*How to complete this task:* Each line below must be written out exactly as shown.

━━━

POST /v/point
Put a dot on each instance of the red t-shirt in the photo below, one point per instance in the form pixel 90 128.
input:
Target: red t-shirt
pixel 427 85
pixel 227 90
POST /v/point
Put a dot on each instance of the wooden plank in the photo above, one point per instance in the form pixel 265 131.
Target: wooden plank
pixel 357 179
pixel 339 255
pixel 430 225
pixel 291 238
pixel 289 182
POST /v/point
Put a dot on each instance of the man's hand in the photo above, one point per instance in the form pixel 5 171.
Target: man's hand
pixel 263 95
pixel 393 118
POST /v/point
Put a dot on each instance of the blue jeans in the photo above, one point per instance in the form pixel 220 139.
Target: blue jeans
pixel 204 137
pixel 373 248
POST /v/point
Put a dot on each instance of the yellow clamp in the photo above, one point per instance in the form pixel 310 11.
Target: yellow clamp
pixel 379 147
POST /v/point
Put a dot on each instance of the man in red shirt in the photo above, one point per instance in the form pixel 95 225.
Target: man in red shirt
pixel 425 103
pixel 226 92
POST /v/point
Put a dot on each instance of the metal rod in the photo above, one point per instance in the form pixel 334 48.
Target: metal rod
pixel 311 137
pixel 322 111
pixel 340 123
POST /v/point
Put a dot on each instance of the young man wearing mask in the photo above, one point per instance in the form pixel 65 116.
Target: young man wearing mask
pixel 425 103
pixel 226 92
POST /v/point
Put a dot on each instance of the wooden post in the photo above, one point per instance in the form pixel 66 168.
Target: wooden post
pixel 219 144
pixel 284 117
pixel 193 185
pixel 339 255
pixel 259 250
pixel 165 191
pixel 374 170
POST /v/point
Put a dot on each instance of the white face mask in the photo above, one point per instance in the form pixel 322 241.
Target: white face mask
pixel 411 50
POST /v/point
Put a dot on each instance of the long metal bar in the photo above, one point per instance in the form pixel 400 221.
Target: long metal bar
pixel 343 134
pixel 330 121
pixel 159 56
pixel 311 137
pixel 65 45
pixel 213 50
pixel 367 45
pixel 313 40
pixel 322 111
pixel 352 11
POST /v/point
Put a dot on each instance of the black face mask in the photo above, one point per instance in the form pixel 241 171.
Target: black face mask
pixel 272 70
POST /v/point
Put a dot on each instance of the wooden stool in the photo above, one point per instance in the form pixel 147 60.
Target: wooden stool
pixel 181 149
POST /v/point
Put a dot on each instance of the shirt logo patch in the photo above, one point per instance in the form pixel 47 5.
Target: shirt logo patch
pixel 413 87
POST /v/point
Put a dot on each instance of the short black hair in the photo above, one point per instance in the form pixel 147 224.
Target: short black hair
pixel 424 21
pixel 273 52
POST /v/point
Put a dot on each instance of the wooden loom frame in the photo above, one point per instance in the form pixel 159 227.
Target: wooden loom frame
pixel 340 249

━━━

*Answer section:*
POST /v/point
Put a dot on each instance of the red t-shirt in the photo below, one point per instance in the form pixel 90 128.
input:
Target: red t-shirt
pixel 427 85
pixel 227 90
POST /v/point
Put a dot on each instance of the wooden plank in the photo above, one point per instance in the form pixel 265 131.
Target: wooden plank
pixel 357 179
pixel 339 255
pixel 430 225
pixel 291 238
pixel 289 182
POST /v/point
Put a dot on each instance of the man's hand in the photo above, one point per instance in the form pixel 5 171.
Target: man's hand
pixel 263 95
pixel 393 118
POST /v/point
Put a dot on each instance of the blue jeans in the photo above, one point per instance in the form pixel 220 139.
Target: blue jeans
pixel 204 137
pixel 373 248
POST /v/point
Put a dot on each instance of the yellow clamp in the photo above, one point per instance in the form pixel 310 11.
Target: yellow clamp
pixel 379 147
POST /v/point
Put a dot on each instance of the man in red shirt in the photo above, one point per instance in the form pixel 95 225.
Target: man in red shirt
pixel 425 103
pixel 226 92
POST /v/point
Put a dot on each instance of the metal rod in the photo above, one point per instance in the form pixel 334 48.
Target: metal rod
pixel 311 137
pixel 322 111
pixel 340 123
POST /v/point
Put a dot on each instance of the young man wearing mask in the photo above, one point per instance in the form pixel 65 116.
Target: young man wearing mask
pixel 425 103
pixel 226 92
POST /v/point
Put a dot on each instance of the wooden post in the photo above, one point per instance in the form pixel 66 168.
Target: wooden post
pixel 219 144
pixel 284 117
pixel 193 185
pixel 339 255
pixel 259 250
pixel 165 191
pixel 374 170
POST /v/point
Put a dot on each instance of the white face mask in the photo above, one point per instance in the form pixel 322 241.
Target: white face mask
pixel 411 50
POST /v/point
Put a dot on each instance of the long metal bar in the photo above, one point per instance in the form pixel 400 221.
Target: long metal bar
pixel 343 134
pixel 330 121
pixel 159 56
pixel 311 137
pixel 65 45
pixel 213 50
pixel 367 45
pixel 313 40
pixel 322 111
pixel 352 11
POST /v/point
Put a dot on each instance of the black face mask in the photo above, one point per instance in the form pixel 241 171.
Target: black face mask
pixel 272 70
POST /v/point
Put a dot on each instance of the wooden stool in the photo above, one point per instance in the form pixel 147 60.
Target: wooden stool
pixel 181 149
POST /v/point
Put a dot on each instance of the shirt logo patch in the photo above, one point per instance in the form pixel 47 5.
Target: shirt logo patch
pixel 413 87
POST /v/point
Put a dot on each instance of the short black hair in the photo above, one point per instance in the form pixel 147 224.
Target: short black hair
pixel 424 21
pixel 273 52
POST /v/point
Put a dot on each instance of the wooden loom frame in the photo above, one point per instance in the form pixel 159 227.
Target: wooden loom frame
pixel 340 249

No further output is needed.